6 de enero de 2017
Los alrededores de mi choza están blancos de escarcha; hace
frío, el mismo que me acogió días pasados caminando por la provincia de Burgos.
Tras mi choza crecen robustas y estiradas unas cuantas plantas de alcachofas.
Días atrás mientras caminaba en la madrugada junto a unos campos labrados,
había observado cómo muchas de estas plantas habían doblado sus alas frente al
frío cayendo tristemente lacias sobre la tierra como almas que han expirado en
medio de la noche mientras dormían. Recordé en aquel momento a las que crecen
en nuestra parcela. Otros años las habíamos protegido, pero este año las vimos
tan fuertes que pensamos que el frío no podría con ellas.
Hace años, cuando nuestra huerta ocupaba una parte
respetable de la parcela, también tuvimos alcachofas, eran unas plantas recias
de la altura de un hombre que, cuando dejamos de utilizar el huerto quedaron
como un elementos decorativo más junto a algunos otros arbustos, algunos evónimos y un durillo no
muy grande. A última hora muchas matas se habían desplomado de la noche a la
mañana como si alguien les hubiera raptado la vida en un descuido. No había que
ser un lince para descubrir la razón de aquel repentino desfallecimiento, las
hojas caían marchitas como atacadas por un mal profundo y fulminante. Hacía
tiempo que habían empezado a proliferar también en la parcela esos montoncitos
de tierra que dejan los topos en sus dominios; alguna familia de aquellos
animalejos se había adueñado de parte de nuestro jardín y nos lo sembraban desde
hacía algún tiempo de estos pequeños promontorios. Su territorio de acción más
inmediato estaba ahora precisamente en ese pequeño prado.

**Datos:**
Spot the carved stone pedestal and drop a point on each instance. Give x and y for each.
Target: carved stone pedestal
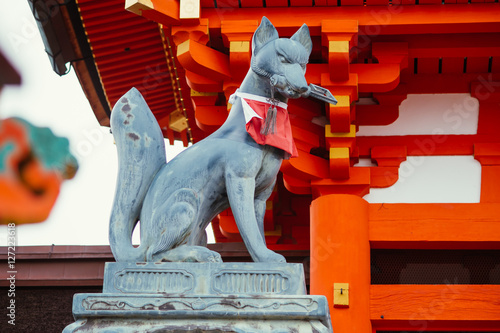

**Instrucciones:**
1 > Según el fragmento, ¿qué altura tenían las alcachofas que crecían en la huerta hace años?
2 > Reproduce el pasaje del fragmento que va desde "Tras mi choza" hasta "podría con ellas.", ambos incluidos.
3 > Traduce al inglés esta oración del fragmento: "Tras mi choza crecen robustas y estiradas unas cuantas plantas de alcachofas."

**Respuestas del ejercicio:**
1 > Tenían la altura de un hombre.

2 >
Tras mi choza crecen robustas y estiradas unas cuantas plantas de alcachofas.
Días atrás mientras caminaba en la madrugada junto a unos campos labrados,
había observado cómo muchas de estas plantas habían doblado sus alas frente al
frío cayendo tristemente lacias sobre la tierra como almas que han expirado en
medio de la noche mientras dormían. Recordé en aquel momento a las que crecen
en nuestra parcela. Otros años las habíamos protegido, pero este año las vimos
tan fuertes que pensamos que el frío no podría con ellas.

3 > Behind my hut, a few sturdy, tall artichoke plants are growing.